▶ _Exercise objective_
Can you update all of the entries below by changing every "Report" to "Result" and leaving everything else the same?

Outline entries

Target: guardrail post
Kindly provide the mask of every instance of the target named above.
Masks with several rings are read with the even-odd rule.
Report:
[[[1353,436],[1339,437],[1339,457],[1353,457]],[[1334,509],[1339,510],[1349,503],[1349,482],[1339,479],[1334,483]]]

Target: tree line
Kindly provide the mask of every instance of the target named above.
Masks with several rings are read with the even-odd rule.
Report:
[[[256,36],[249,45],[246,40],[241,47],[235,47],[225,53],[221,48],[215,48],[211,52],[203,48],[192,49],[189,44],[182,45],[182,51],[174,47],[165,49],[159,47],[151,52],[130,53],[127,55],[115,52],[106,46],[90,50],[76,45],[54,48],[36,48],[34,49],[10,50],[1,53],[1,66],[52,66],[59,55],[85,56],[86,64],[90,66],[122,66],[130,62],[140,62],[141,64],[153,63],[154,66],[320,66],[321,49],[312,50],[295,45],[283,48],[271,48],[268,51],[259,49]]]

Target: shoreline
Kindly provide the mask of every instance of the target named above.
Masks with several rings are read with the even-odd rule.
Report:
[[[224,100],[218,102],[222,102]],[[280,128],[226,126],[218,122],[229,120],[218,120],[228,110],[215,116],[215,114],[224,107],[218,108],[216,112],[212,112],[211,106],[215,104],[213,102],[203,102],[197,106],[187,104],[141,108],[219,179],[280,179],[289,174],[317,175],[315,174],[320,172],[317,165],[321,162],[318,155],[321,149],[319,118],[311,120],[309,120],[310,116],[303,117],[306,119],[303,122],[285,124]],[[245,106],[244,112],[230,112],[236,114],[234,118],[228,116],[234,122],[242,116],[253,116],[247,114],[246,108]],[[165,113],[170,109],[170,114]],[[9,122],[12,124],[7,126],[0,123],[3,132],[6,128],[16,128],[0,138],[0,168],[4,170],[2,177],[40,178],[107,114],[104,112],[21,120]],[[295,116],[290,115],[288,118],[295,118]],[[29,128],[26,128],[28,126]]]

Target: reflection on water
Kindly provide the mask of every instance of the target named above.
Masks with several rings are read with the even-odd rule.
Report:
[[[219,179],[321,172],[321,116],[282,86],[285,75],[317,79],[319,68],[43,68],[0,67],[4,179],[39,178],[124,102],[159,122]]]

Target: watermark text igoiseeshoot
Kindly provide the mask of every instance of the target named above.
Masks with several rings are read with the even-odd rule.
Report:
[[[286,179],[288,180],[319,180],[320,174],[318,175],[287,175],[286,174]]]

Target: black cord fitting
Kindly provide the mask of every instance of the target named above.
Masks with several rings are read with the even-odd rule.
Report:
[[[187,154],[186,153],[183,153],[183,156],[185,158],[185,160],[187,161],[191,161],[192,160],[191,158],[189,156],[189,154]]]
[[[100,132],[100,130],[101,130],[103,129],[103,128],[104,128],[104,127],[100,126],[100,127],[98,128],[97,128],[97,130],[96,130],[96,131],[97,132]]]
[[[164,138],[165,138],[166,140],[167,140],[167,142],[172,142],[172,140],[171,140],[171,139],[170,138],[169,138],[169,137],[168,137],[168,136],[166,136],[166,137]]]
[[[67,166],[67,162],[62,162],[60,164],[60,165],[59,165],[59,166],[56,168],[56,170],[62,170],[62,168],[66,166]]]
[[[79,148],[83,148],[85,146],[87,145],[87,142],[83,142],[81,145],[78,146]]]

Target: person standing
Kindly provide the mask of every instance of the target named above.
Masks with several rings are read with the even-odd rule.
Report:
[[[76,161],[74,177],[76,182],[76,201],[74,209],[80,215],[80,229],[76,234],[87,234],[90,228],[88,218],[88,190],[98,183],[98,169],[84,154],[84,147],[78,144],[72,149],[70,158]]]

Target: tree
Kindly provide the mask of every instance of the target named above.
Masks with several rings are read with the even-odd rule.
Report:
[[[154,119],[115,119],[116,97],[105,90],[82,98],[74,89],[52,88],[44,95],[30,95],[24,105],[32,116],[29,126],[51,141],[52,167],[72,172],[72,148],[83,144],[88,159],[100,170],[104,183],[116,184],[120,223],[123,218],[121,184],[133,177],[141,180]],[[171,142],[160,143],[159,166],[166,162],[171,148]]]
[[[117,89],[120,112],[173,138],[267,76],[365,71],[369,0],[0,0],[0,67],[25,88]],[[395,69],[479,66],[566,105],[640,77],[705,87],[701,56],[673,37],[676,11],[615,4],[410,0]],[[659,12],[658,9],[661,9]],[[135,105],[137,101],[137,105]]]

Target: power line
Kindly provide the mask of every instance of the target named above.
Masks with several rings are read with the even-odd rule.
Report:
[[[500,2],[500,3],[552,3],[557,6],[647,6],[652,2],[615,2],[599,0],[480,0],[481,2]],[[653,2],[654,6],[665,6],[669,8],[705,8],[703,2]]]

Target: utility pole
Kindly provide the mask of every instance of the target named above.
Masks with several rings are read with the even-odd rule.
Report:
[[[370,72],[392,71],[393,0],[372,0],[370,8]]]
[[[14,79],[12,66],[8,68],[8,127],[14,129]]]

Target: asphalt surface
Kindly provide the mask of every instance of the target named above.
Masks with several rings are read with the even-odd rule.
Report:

▶ _Answer to this task_
Target: guardrail post
Kindly provide the mask of every instance of the target named above.
Masks with several rings are read with the even-odd rule.
Result:
[[[1353,436],[1339,437],[1339,457],[1353,457]],[[1334,509],[1339,510],[1349,503],[1349,482],[1339,479],[1334,483]]]

Target: tree line
Kindly provide the mask of every instance of the target named above.
Masks with several rings are read with the even-odd rule.
Result:
[[[256,36],[249,45],[246,40],[241,47],[235,47],[225,53],[221,48],[215,48],[211,52],[203,48],[192,49],[189,44],[182,45],[182,51],[174,47],[165,49],[159,47],[151,52],[130,53],[127,55],[115,52],[106,46],[90,50],[76,45],[54,48],[36,48],[34,49],[10,50],[1,53],[1,66],[52,66],[59,55],[85,56],[86,64],[90,66],[122,66],[130,62],[140,62],[141,64],[153,63],[154,66],[320,66],[321,49],[312,50],[295,45],[283,48],[271,48],[268,51],[259,49]]]

Target: shoreline
Kindly provide the mask of every instance of the target named above.
Masks with several rings are read with the even-odd rule.
Result:
[[[224,100],[218,102],[222,102]],[[280,128],[226,126],[218,122],[229,120],[218,120],[228,110],[215,116],[215,114],[224,107],[218,108],[216,112],[212,112],[211,106],[215,104],[213,102],[203,102],[197,106],[187,104],[141,108],[219,179],[280,179],[289,174],[317,175],[315,174],[320,172],[317,165],[321,162],[318,155],[321,149],[319,118],[311,120],[309,120],[310,116],[303,117],[306,119],[303,122],[285,124]],[[245,106],[244,112],[230,112],[236,114],[234,118],[228,116],[234,122],[242,116],[253,116],[247,114],[246,108]],[[165,113],[170,109],[170,114]],[[9,122],[12,124],[7,126],[0,123],[3,132],[6,128],[16,128],[0,138],[0,168],[4,170],[2,177],[40,178],[107,114],[104,112],[21,120]],[[295,116],[290,115],[288,118],[295,118]],[[29,128],[26,128],[28,126]]]

Target: reflection on water
Kindly provide the mask of every instance of the target named above.
Masks with several rings are read with the even-odd rule.
Result:
[[[219,179],[321,172],[321,116],[282,86],[285,75],[317,79],[319,68],[43,68],[0,67],[4,179],[39,178],[124,102],[159,122]]]

Target: watermark text igoiseeshoot
Kindly provide the mask of every instance of the target named above.
Masks with several rings are read with the even-odd rule.
Result:
[[[286,179],[288,180],[319,180],[320,174],[318,175],[287,175],[286,174]]]

Target: black cord fitting
Kindly provide the mask of every instance of the target named above.
Masks with several rings are read with the even-odd rule.
Result:
[[[187,154],[186,153],[183,153],[183,156],[185,158],[185,160],[187,161],[191,161],[192,160],[191,158],[189,156],[189,154]]]
[[[100,132],[100,130],[101,130],[103,129],[103,128],[104,128],[104,127],[100,126],[100,127],[98,128],[97,128],[97,130],[96,130],[96,131],[97,132]]]
[[[164,138],[165,138],[166,140],[167,140],[167,142],[172,142],[172,140],[171,140],[171,139],[170,138],[169,138],[169,137],[168,137],[168,136],[166,136],[166,137]]]
[[[67,166],[67,162],[62,162],[60,164],[60,165],[59,165],[59,166],[56,168],[56,170],[62,170],[62,168],[66,166]]]
[[[79,148],[83,148],[85,146],[87,145],[87,142],[83,142],[81,145],[78,146]]]

Target: person standing
Kindly provide the mask of every instance of the target named above.
Masks with several rings are read with the even-odd rule.
Result:
[[[76,161],[74,177],[76,182],[76,201],[74,209],[80,215],[80,229],[76,234],[87,234],[90,228],[88,218],[88,190],[98,183],[98,169],[84,154],[84,147],[78,144],[72,149],[70,158]]]

Target: tree
Kindly provide the mask of every instance of the target named above.
Masks with several rings are read with the even-odd rule.
Result:
[[[154,119],[115,119],[116,97],[105,90],[82,98],[74,89],[52,88],[44,95],[30,95],[24,105],[32,116],[29,126],[51,141],[52,167],[72,172],[72,148],[83,144],[88,159],[100,170],[104,183],[116,184],[120,223],[123,218],[121,184],[133,177],[141,180]],[[171,142],[160,143],[159,166],[166,162],[171,148]]]
[[[117,89],[120,112],[173,138],[267,76],[365,71],[369,0],[0,0],[0,67],[25,88]],[[395,69],[479,66],[566,105],[640,77],[705,87],[701,56],[673,37],[676,11],[615,4],[410,0]],[[659,12],[658,9],[661,9]],[[135,105],[137,101],[137,105]]]

Target: power line
Kindly provide the mask of every instance of the target named above.
Masks with several rings are read with the even-odd rule.
Result:
[[[500,2],[500,3],[552,3],[557,6],[647,6],[652,2],[615,2],[599,0],[480,0],[481,2]],[[653,2],[654,6],[665,6],[669,8],[705,8],[703,2]]]

Target: utility pole
Kindly provide the mask of every instance of the target named above.
Masks with several rings are read with the even-odd rule.
Result:
[[[370,72],[392,71],[393,0],[372,0],[370,8]]]
[[[14,79],[12,66],[8,68],[8,127],[14,129]]]

Target: asphalt surface
Kindly provide the mask of every instance of the target named above.
Masks with several rings are read with the even-odd rule.
Result:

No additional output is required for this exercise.